Work to do =
[a] Answer these questions from the Lightroom forum thread:
(i) Where does Victoria say the identity plate is stored?
(ii) On which user account does the "copy to location and add to catalog" import option fail?
(iii) What example name is given for a new user account?
[b] List every numbered option Jim Wilde offers in the Lightroom forum thread.
[c] Write the next part of the Lightroom forum thread, starting after its final sentence.

Selected extract =

* Start *

I hope I've covered off each of the tests correctly, and have answered your questions earlier. If not let me know and I can redo anything.

Glenn


----------



## Victoria Bampton (Apr 26, 2010)

[quote author=TNG link=topic=9619.msg65376#msg65376 date=1272238357]your missing Identity Plate: although I have no experience of using these, I strongly suspect that they are stored in the Preferences file (no doubt Queen Victoria or one of the other Gurus will quickly correct me is that assumption is wrong
[/quote]

It's stored in the catalog, so I'd nip up to the ID plate dialog and just double check it's still there, just in case it's opened the wrong catalog.


----------



## Jim Wilde (Apr 26, 2010)

Thanks Victoria, I knew we'd be able to rely on you! You can't also tell us why Glenn's 'copy to' function isn't working properly, can you?  

Glenn, thanks for doing all those tests. The conclusion would seem to be that the only thing which is definitely not working the way it should is the "copy to location and add to catalog" option during an import (from any source, HD or CF card).....*and only on the Glenn user account.* Despite our best efforts we remain symied on that, the workaround which worked for the "backup catalog" function doesn't seem to be working here.

I'm happy to spend a bit more time doing some googling around trying to find a cure, but in the meantime you need to get on with your photography business. So....options:

1. By far the simplest option would seem to be to copy the images from CF Card or Epson Viewer to the preferred location *outside* Lightroom, i.e. using Explorer. Then in LR you simply do the "add to catalog from current location" import process. Until fairly recently that's the way I operated anyway, and it really doesn't take much longer. In fact, before comitting to this (hopefully) temporary approach, suggest you try it with either a CF card's worth of images, or a couple of hundred pictures from the Epson, *but not ALL of them yet until we know everything's OK.* Do the Explorer copy, do the LR import, then spend a bit of time checking that LR is OK with them....do some keywording, developing, maybe try a rename or two to make sure Lightroom's write permissions to the hard drive are still OK. Only when you are totally satisfied that LR is working OK in respect of the images would I try importing the rest of the pictures from the hard drive. Make sense?

Assuming you go with the above option for the time being, and it works OK, that will buy you some time to consider the implications of the following:

2. Upgrade to LR2.7....may be a very simple fix, may make no difference whatsoever. We've alraedy established by running LR under the TNG account that LR itself is working fine....the problems seem specific to your user account. But certainly worth trying, but after you get youself 'up straight' in your photography work maybe?

3. Create a new user account, e.g. NewGlenn, and migrate your settings from the Glenn account. How much work is involved in this largely depends on what other applications and settings would need to be migrated. You've already mentioned Outlook, presumably there would be other stuff as well. Not necessarily a difficult job by any means, but certainly not a trivial exercise. *Before settling on this option, however, you would be well advised to attempt, on the TNG logon, a direct import from the Epson Viewer device, using "copy and add" just to ensure that it's not this device which is causing the corruption.*

4. The final "sledgehammer/nut" option would be new install of Windows7. Would almost certainly clean up the problems you are having, but how difficult this would be for you I don't know....it depends on your own experience and expertise. Presumably you did the XP&gt;Vista and Vista&gt;Win7 upgrades yourself, in which case you know full well what is involved in resetting everything after the upgrade?

* End *

Stored records
* Start *

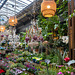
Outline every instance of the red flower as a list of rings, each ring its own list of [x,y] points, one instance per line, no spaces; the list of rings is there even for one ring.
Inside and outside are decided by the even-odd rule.
[[[64,61],[66,61],[66,62],[69,62],[69,60],[70,60],[69,57],[67,57],[67,58],[64,59]]]
[[[1,74],[1,73],[4,73],[4,72],[5,72],[4,70],[0,69],[0,74]]]

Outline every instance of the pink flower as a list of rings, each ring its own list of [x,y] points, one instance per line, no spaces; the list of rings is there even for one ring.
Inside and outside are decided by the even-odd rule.
[[[69,60],[70,60],[69,57],[67,57],[67,58],[64,59],[64,61],[66,61],[66,62],[69,62]]]
[[[59,72],[58,75],[63,75],[63,73],[62,72]]]
[[[74,75],[74,73],[73,73],[73,72],[71,72],[71,75]]]

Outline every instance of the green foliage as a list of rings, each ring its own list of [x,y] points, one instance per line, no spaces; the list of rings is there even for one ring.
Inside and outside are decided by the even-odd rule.
[[[39,73],[38,75],[48,75],[48,72],[47,72],[47,70],[45,69],[45,70],[43,70],[44,72],[43,73]],[[57,75],[57,69],[55,68],[55,67],[53,67],[53,68],[49,68],[49,75]]]
[[[21,41],[21,42],[24,42],[25,37],[26,37],[26,32],[21,32],[20,35],[21,35],[20,41]]]

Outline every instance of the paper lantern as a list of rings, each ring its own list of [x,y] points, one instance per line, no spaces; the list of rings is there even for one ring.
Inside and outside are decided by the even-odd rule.
[[[56,3],[54,0],[43,0],[41,3],[41,12],[44,17],[52,17],[56,12]]]
[[[16,18],[16,16],[10,16],[10,18],[9,18],[9,24],[11,25],[11,26],[15,26],[16,24],[17,24],[17,18]]]
[[[5,26],[0,26],[0,31],[4,32],[5,31]]]

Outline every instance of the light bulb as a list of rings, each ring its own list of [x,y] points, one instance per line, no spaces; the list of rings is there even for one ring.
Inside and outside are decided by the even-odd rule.
[[[49,9],[50,8],[50,5],[48,5],[47,8]]]

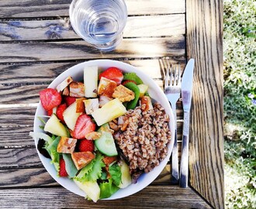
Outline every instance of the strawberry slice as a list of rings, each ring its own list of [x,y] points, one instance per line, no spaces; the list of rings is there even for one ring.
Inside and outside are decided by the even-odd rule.
[[[66,164],[65,161],[63,159],[60,159],[60,171],[59,175],[61,177],[66,177],[68,176],[67,170],[66,170]]]
[[[126,80],[126,81],[124,81],[123,82],[122,82],[122,85],[124,86],[125,84],[126,84],[127,83],[129,82],[132,82],[134,84],[137,84],[136,82],[134,81],[132,81],[132,80]]]
[[[57,117],[61,120],[61,122],[62,122],[63,123],[65,123],[64,118],[63,118],[63,112],[65,111],[65,109],[67,109],[67,104],[66,103],[61,104],[60,104],[57,108],[57,111],[56,111],[56,115]]]
[[[120,84],[123,78],[122,71],[117,67],[109,67],[107,70],[106,70],[104,72],[101,73],[99,75],[99,80],[101,79],[102,77],[113,81],[117,84]]]
[[[46,88],[39,92],[39,94],[46,111],[50,111],[61,103],[61,95],[55,89]]]
[[[53,109],[50,109],[50,110],[48,110],[47,111],[47,115],[48,116],[51,116],[54,113],[54,110]]]
[[[64,101],[68,106],[71,105],[76,100],[76,98],[74,98],[74,97],[70,97],[70,96],[67,96],[67,97],[64,97]]]
[[[92,122],[90,116],[86,114],[81,115],[74,125],[73,136],[75,139],[81,139],[85,138],[85,135],[94,132],[96,125]]]

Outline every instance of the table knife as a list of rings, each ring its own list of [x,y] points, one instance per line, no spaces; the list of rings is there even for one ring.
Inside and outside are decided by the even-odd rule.
[[[189,115],[193,86],[193,71],[195,60],[190,59],[184,70],[182,80],[182,98],[184,111],[183,136],[180,168],[180,187],[188,187],[189,179]]]

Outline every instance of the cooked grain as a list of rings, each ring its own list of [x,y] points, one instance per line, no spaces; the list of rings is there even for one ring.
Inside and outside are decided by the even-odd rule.
[[[169,116],[159,103],[144,111],[141,106],[130,110],[115,134],[120,149],[130,163],[130,171],[152,170],[167,156],[171,140]]]

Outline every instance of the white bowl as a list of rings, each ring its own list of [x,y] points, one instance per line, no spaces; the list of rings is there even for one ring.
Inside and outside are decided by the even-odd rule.
[[[60,74],[54,81],[49,85],[49,87],[55,88],[58,84],[60,84],[62,81],[64,81],[67,77],[71,76],[74,81],[81,81],[83,79],[83,70],[85,66],[91,65],[97,65],[99,69],[106,70],[110,67],[116,67],[119,68],[123,72],[135,72],[144,81],[145,84],[149,86],[148,93],[150,97],[160,102],[160,104],[163,106],[165,110],[165,112],[170,116],[170,130],[171,133],[175,132],[175,125],[173,123],[174,117],[172,115],[172,111],[171,110],[171,107],[168,101],[167,100],[162,90],[157,86],[157,84],[147,75],[144,74],[143,72],[138,70],[134,67],[119,61],[111,60],[95,60],[92,61],[88,61],[85,63],[81,63],[77,64],[68,70],[63,72]],[[37,106],[35,120],[34,120],[34,132],[43,132],[42,129],[39,128],[41,125],[41,122],[37,118],[38,115],[47,115],[45,110],[43,108],[41,103],[39,103]],[[168,143],[168,153],[167,157],[160,163],[159,166],[156,166],[152,171],[148,173],[142,174],[137,183],[131,184],[129,187],[124,189],[119,189],[116,194],[112,195],[110,197],[106,198],[105,200],[114,200],[118,198],[122,198],[124,197],[127,197],[129,195],[133,194],[147,185],[149,185],[151,182],[153,182],[157,176],[161,173],[161,171],[165,167],[168,163],[168,159],[170,159],[170,156],[172,151],[173,144],[174,144],[174,134],[171,134],[171,142]],[[36,146],[37,146],[38,139],[35,139]],[[40,159],[42,161],[43,165],[50,174],[50,176],[62,187],[66,188],[67,190],[82,197],[85,197],[85,194],[73,182],[73,180],[69,180],[68,178],[61,178],[57,176],[57,171],[53,164],[50,164],[50,159],[44,157],[41,155],[37,150]]]

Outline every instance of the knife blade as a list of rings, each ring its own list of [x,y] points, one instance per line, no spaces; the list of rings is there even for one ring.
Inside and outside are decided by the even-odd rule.
[[[182,98],[184,111],[183,136],[180,168],[180,187],[186,188],[189,180],[189,115],[193,87],[195,60],[190,59],[184,70],[182,79]]]

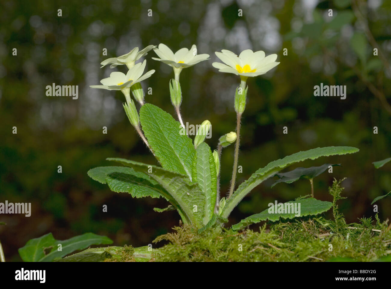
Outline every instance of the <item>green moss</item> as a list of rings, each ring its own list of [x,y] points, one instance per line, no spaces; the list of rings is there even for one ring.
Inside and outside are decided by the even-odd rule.
[[[381,222],[377,215],[374,224],[371,218],[346,224],[336,204],[344,198],[341,197],[342,181],[334,180],[329,188],[334,199],[334,220],[309,216],[265,224],[259,232],[214,228],[200,234],[185,224],[154,240],[169,243],[159,249],[159,254],[153,260],[319,262],[341,257],[371,261],[390,254],[391,226],[387,227],[387,222]]]
[[[105,262],[135,262],[136,259],[133,256],[135,248],[132,246],[125,245],[122,250],[117,254],[112,254],[105,260]]]

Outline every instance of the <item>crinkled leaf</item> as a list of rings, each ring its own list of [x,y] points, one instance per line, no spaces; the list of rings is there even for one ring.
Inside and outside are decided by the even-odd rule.
[[[217,177],[213,155],[206,143],[203,143],[197,147],[194,163],[193,180],[198,183],[205,198],[203,223],[206,225],[213,215],[216,204]]]
[[[149,175],[165,189],[161,193],[165,194],[165,197],[178,210],[184,222],[189,221],[196,225],[202,224],[205,200],[198,184],[190,181],[187,176],[125,159],[106,159],[120,163]],[[152,172],[148,172],[149,168],[152,168]],[[193,212],[194,205],[197,206],[196,212]]]
[[[295,203],[300,204],[299,215],[297,216],[295,215],[294,206],[292,208],[291,206],[288,206],[288,204],[292,203],[293,204],[294,206]],[[273,204],[273,206],[270,206],[269,208],[266,209],[259,213],[251,215],[245,219],[243,219],[240,221],[240,222],[233,226],[232,229],[234,230],[239,230],[252,224],[258,223],[261,221],[265,221],[266,220],[275,222],[280,220],[280,218],[284,219],[291,219],[296,217],[303,217],[310,215],[317,215],[330,210],[333,205],[333,203],[330,202],[319,200],[314,198],[309,198],[295,201],[287,202],[286,203],[284,203],[284,207],[286,205],[285,204],[287,204],[287,208],[289,208],[291,212],[292,211],[292,210],[294,210],[293,212],[286,214],[274,213],[274,210],[276,209],[278,209],[278,205],[276,208],[275,208],[274,204]],[[296,206],[297,206],[298,208],[298,205]],[[269,210],[272,210],[271,211],[273,212],[273,213],[269,213]]]
[[[83,251],[67,256],[55,262],[101,262],[114,255],[119,255],[123,248],[122,247],[89,248]]]
[[[155,212],[158,212],[158,213],[162,213],[163,212],[166,212],[167,211],[175,211],[175,208],[174,208],[174,206],[172,205],[169,205],[167,208],[165,208],[163,209],[160,209],[158,208],[153,208],[153,210]]]
[[[219,225],[221,225],[228,222],[228,219],[217,215],[216,214],[213,214],[212,218],[210,218],[210,220],[208,222],[208,224],[202,228],[198,229],[198,233],[201,234],[205,230],[211,228],[216,224],[217,224]]]
[[[391,161],[391,157],[389,157],[382,161],[378,161],[377,162],[373,162],[372,163],[373,164],[376,168],[381,168],[390,161]]]
[[[312,166],[310,168],[297,168],[293,170],[286,173],[276,173],[273,177],[277,176],[280,179],[277,180],[271,185],[273,188],[279,182],[286,182],[290,184],[300,179],[310,179],[320,175],[328,169],[330,166],[341,166],[341,164],[325,164],[319,166]]]
[[[86,233],[68,240],[55,240],[52,233],[29,240],[18,250],[22,260],[25,262],[50,262],[61,258],[76,250],[82,250],[91,245],[111,244],[113,241],[105,236]],[[58,251],[57,245],[61,244],[62,250]]]
[[[133,256],[136,262],[147,262],[151,260],[152,253],[148,246],[134,248]],[[56,262],[101,262],[110,258],[122,258],[124,247],[113,246],[100,248],[90,248],[84,251],[56,260]]]
[[[102,184],[107,184],[116,193],[129,193],[134,198],[164,197],[164,189],[145,174],[126,166],[99,166],[88,171],[88,175]]]
[[[269,163],[264,168],[257,170],[248,180],[240,184],[231,197],[227,201],[221,215],[224,218],[228,217],[239,202],[253,189],[290,164],[308,159],[314,160],[320,157],[353,154],[359,150],[358,148],[352,146],[317,148],[304,152],[299,152],[283,159]]]
[[[375,199],[373,199],[373,200],[372,201],[372,202],[371,203],[371,204],[372,205],[375,202],[376,202],[377,201],[378,201],[378,200],[380,200],[380,199],[383,199],[383,198],[384,198],[384,197],[387,197],[387,196],[390,195],[390,193],[391,193],[391,191],[389,191],[388,193],[387,193],[386,194],[386,195],[384,195],[382,196],[379,196],[379,197],[377,197],[376,198],[375,198]]]
[[[181,134],[179,123],[149,103],[141,107],[140,115],[144,133],[163,168],[186,175],[191,180],[196,150],[191,139],[185,133]]]
[[[162,193],[164,189],[157,182],[145,173],[135,172],[139,174],[141,177],[135,174],[112,173],[108,175],[106,181],[113,191],[129,193],[134,198],[165,197]]]

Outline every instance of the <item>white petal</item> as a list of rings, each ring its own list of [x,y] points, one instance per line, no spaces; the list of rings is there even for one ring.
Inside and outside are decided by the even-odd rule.
[[[154,69],[152,69],[152,70],[150,70],[149,71],[148,71],[145,74],[144,74],[144,75],[141,76],[141,77],[140,78],[139,78],[135,81],[134,83],[132,83],[132,84],[134,84],[135,83],[137,83],[137,82],[140,82],[140,81],[142,81],[143,80],[144,80],[144,79],[147,79],[149,77],[150,77],[152,74],[153,74],[154,73],[154,72],[155,72]]]
[[[249,60],[253,57],[254,52],[251,49],[246,49],[243,50],[239,55],[239,58],[246,60]]]
[[[156,47],[155,45],[149,45],[142,50],[141,50],[137,53],[137,55],[136,56],[135,61],[137,61],[143,56],[145,56],[152,48]]]
[[[90,87],[91,88],[100,88],[103,89],[107,89],[109,90],[112,90],[112,89],[109,88],[107,85],[90,85]]]
[[[277,66],[280,64],[280,62],[271,62],[267,64],[262,65],[258,69],[256,69],[256,72],[264,72],[265,73],[273,68]]]
[[[165,63],[166,64],[168,64],[169,65],[172,65],[173,64],[177,64],[176,62],[175,61],[173,61],[172,60],[169,60],[167,59],[160,59],[160,58],[157,58],[155,57],[152,57],[152,59],[155,60],[159,60],[159,61],[161,61],[163,63]],[[179,63],[181,64],[181,63]]]
[[[233,68],[235,68],[236,65],[239,64],[239,58],[233,53],[223,54],[221,52],[215,52],[215,53],[221,61]]]
[[[184,58],[185,56],[189,52],[189,50],[186,48],[181,48],[178,51],[175,52],[174,55],[175,56],[175,60],[178,62],[179,61],[183,61],[185,62]]]
[[[118,56],[117,59],[118,60],[118,61],[125,63],[134,61],[134,60],[136,58],[136,56],[138,52],[138,47],[135,47],[130,52],[120,56]]]
[[[163,44],[163,43],[161,43],[159,45],[159,50],[160,51],[160,52],[165,56],[163,58],[162,58],[162,59],[167,59],[173,61],[175,61],[175,56],[174,55],[174,52],[172,52],[172,51],[170,49],[168,48],[167,45]],[[160,57],[160,58],[162,58]]]
[[[111,58],[108,58],[106,60],[103,60],[100,63],[100,64],[102,65],[102,66],[100,68],[103,67],[104,66],[107,65],[108,64],[109,64],[111,63],[115,63],[118,62],[117,61],[117,58],[116,57],[112,57]]]
[[[255,66],[260,68],[263,65],[275,61],[276,59],[277,59],[277,54],[271,54],[270,55],[268,55],[264,58],[258,61],[256,63]]]
[[[110,74],[110,78],[113,79],[113,81],[119,82],[125,82],[126,76],[119,71],[114,71]]]

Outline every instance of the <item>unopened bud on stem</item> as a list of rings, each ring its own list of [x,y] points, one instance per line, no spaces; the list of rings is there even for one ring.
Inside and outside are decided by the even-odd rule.
[[[236,89],[235,92],[235,111],[237,113],[241,114],[244,111],[248,88],[248,86],[245,89],[244,87],[240,85]]]
[[[140,82],[132,85],[130,87],[130,89],[132,90],[132,94],[135,98],[135,99],[137,100],[140,104],[142,105],[144,104],[144,90],[141,87],[141,84]]]
[[[170,83],[170,96],[172,105],[176,108],[179,107],[182,102],[182,90],[179,81],[171,79]]]
[[[194,138],[194,148],[197,148],[197,146],[204,142],[211,125],[210,122],[208,120],[204,121],[201,124]]]
[[[222,147],[228,146],[236,140],[236,133],[233,132],[226,134],[219,139],[219,144]]]
[[[213,151],[213,159],[216,165],[216,175],[218,176],[220,172],[220,160],[219,159],[219,153],[216,150]]]
[[[140,119],[134,101],[131,99],[130,103],[123,103],[122,105],[124,107],[124,109],[125,110],[125,113],[126,114],[126,116],[127,116],[127,118],[132,125],[136,128],[139,127]]]

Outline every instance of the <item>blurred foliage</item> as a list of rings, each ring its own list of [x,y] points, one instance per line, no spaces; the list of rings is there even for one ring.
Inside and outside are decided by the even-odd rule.
[[[129,123],[120,93],[88,87],[111,72],[124,71],[120,66],[100,69],[101,61],[136,46],[161,42],[176,51],[195,43],[199,53],[210,55],[210,60],[181,74],[181,109],[185,122],[211,121],[208,142],[212,148],[221,135],[234,130],[238,82],[236,76],[212,67],[217,60],[214,52],[225,49],[239,54],[249,48],[278,55],[277,67],[248,81],[238,183],[273,160],[341,145],[360,151],[301,165],[341,163],[332,175],[315,180],[319,199],[330,200],[327,188],[333,177],[347,177],[348,198],[339,208],[351,222],[374,216],[371,201],[391,188],[390,166],[375,170],[371,164],[391,155],[390,1],[4,0],[0,5],[0,202],[31,202],[32,210],[28,218],[0,216],[7,224],[0,227],[0,239],[8,260],[20,260],[18,248],[48,232],[61,240],[93,232],[108,236],[116,245],[137,247],[178,224],[176,212],[150,209],[163,208],[163,200],[111,192],[86,174],[107,165],[108,157],[156,164]],[[150,9],[152,17],[147,16]],[[378,56],[373,55],[375,48]],[[104,48],[107,56],[102,55]],[[152,88],[146,101],[174,115],[169,93],[172,70],[151,59],[154,56],[151,52],[145,58],[147,69],[156,70],[142,83],[145,89]],[[79,85],[78,99],[46,96],[46,86],[53,83]],[[346,85],[346,99],[314,96],[314,87],[321,83]],[[107,134],[102,133],[104,126]],[[284,126],[287,134],[282,133]],[[222,156],[222,192],[230,179],[231,146]],[[261,211],[275,200],[284,202],[310,191],[305,182],[271,189],[273,181],[255,189],[233,211],[230,223]],[[378,205],[380,219],[389,217],[391,199]]]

* End *

Answers given =
[a]
(i) In the catalog.
(ii) The Glenn user account.
(iii) NewGlenn.

[b]
1. Copy the images from the CF card or Epson Viewer to the preferred location outside Lightroom using Explorer, then import them with "add to catalog from current location"
2. Upgrade to LR2.7
3. Create a new user account, such as NewGlenn, and migrate the settings from the Glenn account
4. Do a new install of Windows 7

[c]
Anybody else got any suggestions?

Have a think about these options, Glenn, and get back to us. 

Sorry we haven't been able to find a complete cure yet....


----------



## Potus5 (Apr 26, 2010)

TNG

Thanks for the advice on the options  and let me think on them.

Overall I'm inclined : towards a clean Win 7 install and a clean upgrade to LR2.7 install. If nothing else over the other options it would let me also fix the Windows "User" versus "Glenn" profle confusion and to clean up some of the 'unused' programs I have on my system [like redundant virsus protection and ad-ware programs] :icon_mrgreen: , and in the long run it might even be the 'shorter' overall time consuming approach. :icon_biggrin: 

I'm certain I've hard copies of all my Outlook settings etc so I'm not too fearful of that option. But for certainty sake would make copies again of the respective settings so I can reenter them if I go with the option. If I go with this approach would appreciate your advice on what [e.g. Outlook and Internet settings, PS and LR plug-ins, etc] to make certain I've the correct backups or hard copies of. I've got the original installtion disks for most of my programs - and those that were installed via downloads I have hard copies of the website and installation passwords, etc. 

I've a couple of things to do this morning anyway so it would be later today - early afternoon - before I cold get to anything. Certainly today I'll run the test you suggest in your #1 to see how that works, and will try the TNG logon and import from the Epson device using 'copy and add' as you suggest in the later part of your point #3.  

Will let you know those results of those two tests later today.

Glenn


----------



## Victoria Bampton (Apr 26, 2010)

[quote author=TNG link=topic=9619.msg654'6#msg654'6 date=1272267559]
Thanks Victoria, I knew we'd be able to rely on you! You can't also tell us why Glenn's 'copy to' function isn't working properly, can you?  
[/quote]
Give me a few days to re-read this marathon thread!


----------



## Potus5 (Apr 27, 2010)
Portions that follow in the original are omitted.